▸ WHAT NEEDS TO BE DONE: Your task is to copy the stretch of lines in the records below that begins with the line containing "Would you mind annotating the bamboo" and ends with the line containing "Would you mind annotating the wooden", exactly as written, with nothing added.

[Records from a dataset]

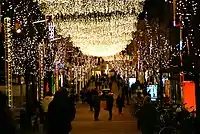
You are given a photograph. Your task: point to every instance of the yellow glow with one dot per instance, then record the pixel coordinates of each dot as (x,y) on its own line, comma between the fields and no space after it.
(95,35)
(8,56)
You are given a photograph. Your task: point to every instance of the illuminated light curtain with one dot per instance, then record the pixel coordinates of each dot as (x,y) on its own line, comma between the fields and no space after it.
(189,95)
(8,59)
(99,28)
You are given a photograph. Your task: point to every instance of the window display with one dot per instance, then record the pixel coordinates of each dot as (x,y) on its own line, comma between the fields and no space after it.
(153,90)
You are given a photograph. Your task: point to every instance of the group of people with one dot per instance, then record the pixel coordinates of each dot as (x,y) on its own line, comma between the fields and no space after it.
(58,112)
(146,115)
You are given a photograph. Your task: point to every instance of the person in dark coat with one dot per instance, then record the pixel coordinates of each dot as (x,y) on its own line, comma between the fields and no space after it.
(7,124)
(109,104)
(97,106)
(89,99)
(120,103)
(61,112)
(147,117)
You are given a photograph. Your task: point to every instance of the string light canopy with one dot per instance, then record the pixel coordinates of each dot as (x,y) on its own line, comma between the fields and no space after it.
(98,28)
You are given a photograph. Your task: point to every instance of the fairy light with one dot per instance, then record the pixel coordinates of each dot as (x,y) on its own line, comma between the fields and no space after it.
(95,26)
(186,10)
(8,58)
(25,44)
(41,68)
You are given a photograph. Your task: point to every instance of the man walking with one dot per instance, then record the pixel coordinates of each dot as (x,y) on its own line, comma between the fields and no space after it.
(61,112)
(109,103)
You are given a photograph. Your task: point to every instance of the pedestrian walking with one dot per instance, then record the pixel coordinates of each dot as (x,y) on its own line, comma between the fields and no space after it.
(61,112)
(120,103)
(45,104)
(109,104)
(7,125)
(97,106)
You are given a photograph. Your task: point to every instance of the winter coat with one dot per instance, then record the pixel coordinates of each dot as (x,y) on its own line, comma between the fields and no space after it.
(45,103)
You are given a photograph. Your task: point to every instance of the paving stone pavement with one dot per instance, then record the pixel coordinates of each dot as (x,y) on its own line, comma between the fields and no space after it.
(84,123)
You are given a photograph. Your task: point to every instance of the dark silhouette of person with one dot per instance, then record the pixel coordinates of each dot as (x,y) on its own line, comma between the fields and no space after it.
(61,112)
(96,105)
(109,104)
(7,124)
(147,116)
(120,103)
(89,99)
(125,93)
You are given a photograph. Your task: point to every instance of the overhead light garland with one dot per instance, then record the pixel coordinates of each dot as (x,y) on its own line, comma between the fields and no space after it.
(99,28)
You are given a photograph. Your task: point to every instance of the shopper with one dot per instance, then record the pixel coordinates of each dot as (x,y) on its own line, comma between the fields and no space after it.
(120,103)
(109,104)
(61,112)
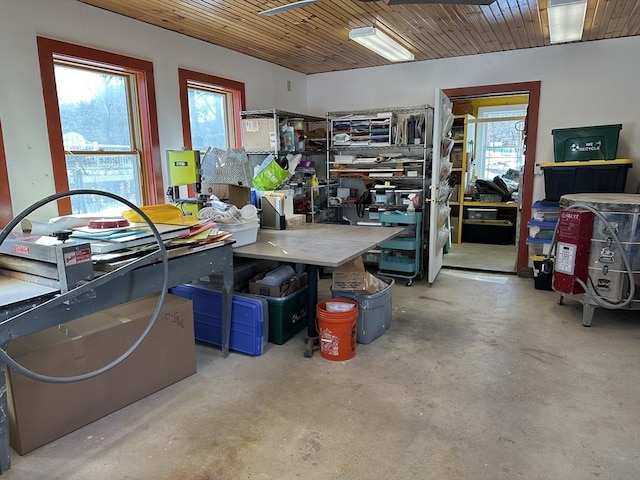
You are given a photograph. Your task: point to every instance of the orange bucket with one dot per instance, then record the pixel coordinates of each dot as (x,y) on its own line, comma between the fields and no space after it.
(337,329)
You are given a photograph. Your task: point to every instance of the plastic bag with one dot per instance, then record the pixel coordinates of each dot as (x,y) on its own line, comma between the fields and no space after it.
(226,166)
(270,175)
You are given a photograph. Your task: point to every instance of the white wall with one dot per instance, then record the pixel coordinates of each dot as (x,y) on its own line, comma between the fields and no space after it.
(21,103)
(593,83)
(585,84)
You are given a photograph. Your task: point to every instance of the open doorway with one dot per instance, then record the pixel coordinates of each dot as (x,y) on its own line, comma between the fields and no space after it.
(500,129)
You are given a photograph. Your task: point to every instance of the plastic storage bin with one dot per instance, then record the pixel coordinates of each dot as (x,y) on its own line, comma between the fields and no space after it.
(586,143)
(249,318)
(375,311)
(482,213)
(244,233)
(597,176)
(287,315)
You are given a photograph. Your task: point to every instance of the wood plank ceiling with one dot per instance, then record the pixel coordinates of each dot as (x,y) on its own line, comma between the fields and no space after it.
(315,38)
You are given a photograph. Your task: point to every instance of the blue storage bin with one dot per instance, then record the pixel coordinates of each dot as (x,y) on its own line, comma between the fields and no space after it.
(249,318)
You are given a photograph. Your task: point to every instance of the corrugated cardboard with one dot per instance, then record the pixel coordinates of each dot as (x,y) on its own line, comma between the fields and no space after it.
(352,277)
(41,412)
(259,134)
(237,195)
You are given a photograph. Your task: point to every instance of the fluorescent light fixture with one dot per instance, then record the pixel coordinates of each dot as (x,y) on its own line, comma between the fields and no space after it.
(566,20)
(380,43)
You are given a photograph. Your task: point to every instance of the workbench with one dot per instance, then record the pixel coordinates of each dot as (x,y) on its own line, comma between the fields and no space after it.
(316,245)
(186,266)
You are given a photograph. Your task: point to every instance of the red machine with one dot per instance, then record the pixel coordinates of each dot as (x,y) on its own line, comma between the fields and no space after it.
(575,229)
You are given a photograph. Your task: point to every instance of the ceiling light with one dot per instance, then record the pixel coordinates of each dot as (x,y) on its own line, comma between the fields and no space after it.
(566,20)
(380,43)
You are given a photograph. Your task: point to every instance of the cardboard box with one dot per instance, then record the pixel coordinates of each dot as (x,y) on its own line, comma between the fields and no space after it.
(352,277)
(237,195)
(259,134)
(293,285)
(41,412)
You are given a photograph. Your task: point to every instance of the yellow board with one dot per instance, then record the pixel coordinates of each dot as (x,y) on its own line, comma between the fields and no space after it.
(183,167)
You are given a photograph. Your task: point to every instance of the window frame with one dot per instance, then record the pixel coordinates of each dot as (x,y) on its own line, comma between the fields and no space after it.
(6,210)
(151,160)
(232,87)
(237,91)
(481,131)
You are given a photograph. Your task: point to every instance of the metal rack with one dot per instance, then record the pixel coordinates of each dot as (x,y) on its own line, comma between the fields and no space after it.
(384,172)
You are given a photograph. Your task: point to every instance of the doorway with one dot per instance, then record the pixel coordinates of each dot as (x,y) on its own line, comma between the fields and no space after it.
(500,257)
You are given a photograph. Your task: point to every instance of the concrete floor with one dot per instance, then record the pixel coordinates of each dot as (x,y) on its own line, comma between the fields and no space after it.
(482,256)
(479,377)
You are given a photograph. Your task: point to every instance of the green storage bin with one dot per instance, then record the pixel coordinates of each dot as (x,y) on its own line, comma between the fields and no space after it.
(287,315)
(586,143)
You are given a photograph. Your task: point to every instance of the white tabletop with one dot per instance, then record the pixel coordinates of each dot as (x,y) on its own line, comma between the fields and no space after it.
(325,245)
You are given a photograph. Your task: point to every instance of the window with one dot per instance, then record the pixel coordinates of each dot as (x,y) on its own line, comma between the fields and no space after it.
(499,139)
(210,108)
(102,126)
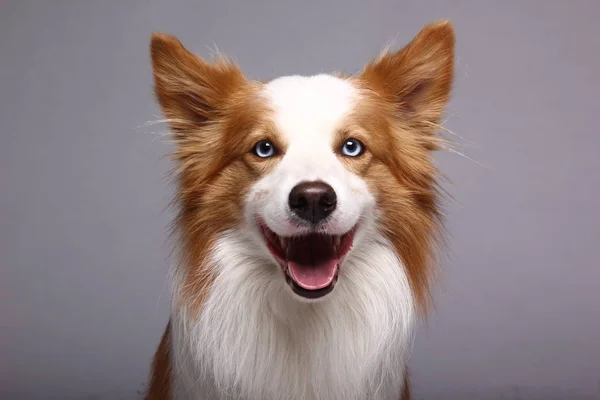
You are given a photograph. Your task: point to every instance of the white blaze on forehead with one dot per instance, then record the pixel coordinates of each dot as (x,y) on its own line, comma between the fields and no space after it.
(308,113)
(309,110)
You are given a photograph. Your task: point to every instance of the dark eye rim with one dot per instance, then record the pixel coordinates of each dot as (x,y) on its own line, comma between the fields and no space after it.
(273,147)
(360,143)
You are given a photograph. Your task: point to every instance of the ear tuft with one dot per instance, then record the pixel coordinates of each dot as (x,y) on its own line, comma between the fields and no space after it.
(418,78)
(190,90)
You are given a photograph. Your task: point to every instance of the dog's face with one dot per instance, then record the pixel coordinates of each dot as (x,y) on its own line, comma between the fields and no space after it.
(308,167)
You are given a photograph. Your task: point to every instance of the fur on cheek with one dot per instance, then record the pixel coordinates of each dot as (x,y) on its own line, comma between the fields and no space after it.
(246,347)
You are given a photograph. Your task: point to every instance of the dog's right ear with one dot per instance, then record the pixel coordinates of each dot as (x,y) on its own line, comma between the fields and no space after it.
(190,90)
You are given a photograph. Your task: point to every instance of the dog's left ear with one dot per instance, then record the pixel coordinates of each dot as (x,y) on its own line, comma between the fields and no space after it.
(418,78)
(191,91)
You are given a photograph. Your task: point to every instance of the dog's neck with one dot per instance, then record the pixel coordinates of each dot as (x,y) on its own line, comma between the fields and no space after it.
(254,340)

---

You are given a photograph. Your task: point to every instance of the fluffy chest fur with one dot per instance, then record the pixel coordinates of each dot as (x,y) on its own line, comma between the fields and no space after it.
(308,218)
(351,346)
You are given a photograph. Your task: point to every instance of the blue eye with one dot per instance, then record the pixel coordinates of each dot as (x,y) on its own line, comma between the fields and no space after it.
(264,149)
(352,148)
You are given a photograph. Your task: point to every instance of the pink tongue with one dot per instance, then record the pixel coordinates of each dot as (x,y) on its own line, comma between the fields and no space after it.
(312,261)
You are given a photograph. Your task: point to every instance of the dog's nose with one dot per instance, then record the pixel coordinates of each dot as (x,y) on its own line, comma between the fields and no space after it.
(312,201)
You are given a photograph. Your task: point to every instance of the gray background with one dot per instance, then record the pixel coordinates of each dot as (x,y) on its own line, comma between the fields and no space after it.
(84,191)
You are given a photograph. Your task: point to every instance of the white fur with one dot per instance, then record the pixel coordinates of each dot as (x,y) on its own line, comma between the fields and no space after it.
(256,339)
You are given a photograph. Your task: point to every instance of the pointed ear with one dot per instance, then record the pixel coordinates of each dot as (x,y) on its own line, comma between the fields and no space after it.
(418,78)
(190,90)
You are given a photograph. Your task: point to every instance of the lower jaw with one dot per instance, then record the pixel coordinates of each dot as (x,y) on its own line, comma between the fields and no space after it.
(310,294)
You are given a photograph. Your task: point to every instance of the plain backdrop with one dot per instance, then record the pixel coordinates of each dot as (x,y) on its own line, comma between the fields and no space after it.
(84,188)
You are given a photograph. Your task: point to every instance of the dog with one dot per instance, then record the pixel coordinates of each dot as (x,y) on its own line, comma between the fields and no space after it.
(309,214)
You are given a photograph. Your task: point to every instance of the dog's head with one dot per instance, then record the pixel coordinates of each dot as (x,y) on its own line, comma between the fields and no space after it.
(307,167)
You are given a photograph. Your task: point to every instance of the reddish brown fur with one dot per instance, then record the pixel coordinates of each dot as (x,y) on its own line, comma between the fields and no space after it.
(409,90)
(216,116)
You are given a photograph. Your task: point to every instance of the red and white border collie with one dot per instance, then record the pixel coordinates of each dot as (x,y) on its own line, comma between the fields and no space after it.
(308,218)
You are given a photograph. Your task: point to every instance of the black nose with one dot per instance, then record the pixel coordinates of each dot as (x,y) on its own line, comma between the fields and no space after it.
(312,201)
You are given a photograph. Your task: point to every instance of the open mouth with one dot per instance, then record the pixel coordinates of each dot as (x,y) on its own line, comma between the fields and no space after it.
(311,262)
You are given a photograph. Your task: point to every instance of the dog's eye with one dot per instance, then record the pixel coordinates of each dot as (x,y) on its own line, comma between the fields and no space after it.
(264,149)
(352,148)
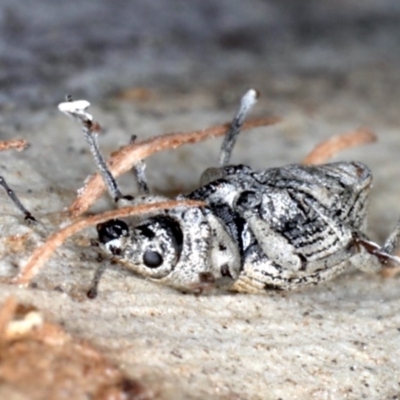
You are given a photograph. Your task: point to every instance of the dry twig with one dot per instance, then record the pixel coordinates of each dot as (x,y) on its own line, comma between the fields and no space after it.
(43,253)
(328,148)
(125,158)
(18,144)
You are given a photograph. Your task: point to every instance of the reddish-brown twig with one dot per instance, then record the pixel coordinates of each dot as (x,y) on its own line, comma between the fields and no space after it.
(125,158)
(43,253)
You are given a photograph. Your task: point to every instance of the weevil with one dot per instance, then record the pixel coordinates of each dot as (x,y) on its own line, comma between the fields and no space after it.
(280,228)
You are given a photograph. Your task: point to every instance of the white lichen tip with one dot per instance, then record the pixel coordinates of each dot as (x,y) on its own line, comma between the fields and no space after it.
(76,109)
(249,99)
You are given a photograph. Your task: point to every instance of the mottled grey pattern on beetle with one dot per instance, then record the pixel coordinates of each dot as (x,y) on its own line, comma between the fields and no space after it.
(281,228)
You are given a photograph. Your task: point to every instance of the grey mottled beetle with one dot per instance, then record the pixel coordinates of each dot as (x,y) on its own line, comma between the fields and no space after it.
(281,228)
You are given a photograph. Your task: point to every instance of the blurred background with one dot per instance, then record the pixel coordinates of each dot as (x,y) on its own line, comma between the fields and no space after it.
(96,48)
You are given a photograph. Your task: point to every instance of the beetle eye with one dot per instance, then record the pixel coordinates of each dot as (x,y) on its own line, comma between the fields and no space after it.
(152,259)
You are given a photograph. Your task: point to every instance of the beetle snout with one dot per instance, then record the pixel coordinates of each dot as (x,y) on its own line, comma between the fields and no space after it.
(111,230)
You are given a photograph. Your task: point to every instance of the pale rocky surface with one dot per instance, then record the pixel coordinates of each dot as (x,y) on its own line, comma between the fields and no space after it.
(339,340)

==

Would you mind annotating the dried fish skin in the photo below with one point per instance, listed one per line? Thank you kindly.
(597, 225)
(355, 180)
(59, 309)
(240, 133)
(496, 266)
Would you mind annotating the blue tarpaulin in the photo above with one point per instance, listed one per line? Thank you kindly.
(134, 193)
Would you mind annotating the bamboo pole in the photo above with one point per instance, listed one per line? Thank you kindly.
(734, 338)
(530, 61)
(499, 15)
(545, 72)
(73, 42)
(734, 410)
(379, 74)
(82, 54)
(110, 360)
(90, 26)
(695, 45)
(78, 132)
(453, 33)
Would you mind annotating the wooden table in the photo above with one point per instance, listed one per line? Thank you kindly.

▸ ANSWER BOX:
Would you mind annotating the bamboo pole in the photo above with one point per instance, listed one per line? Thank you kindly.
(734, 338)
(530, 61)
(499, 15)
(545, 72)
(73, 42)
(734, 410)
(379, 74)
(82, 54)
(110, 360)
(90, 26)
(695, 45)
(78, 132)
(453, 33)
Would you mind annotating the wooden table in the photo above with one point per instance, listed one per line? Thank you kindly.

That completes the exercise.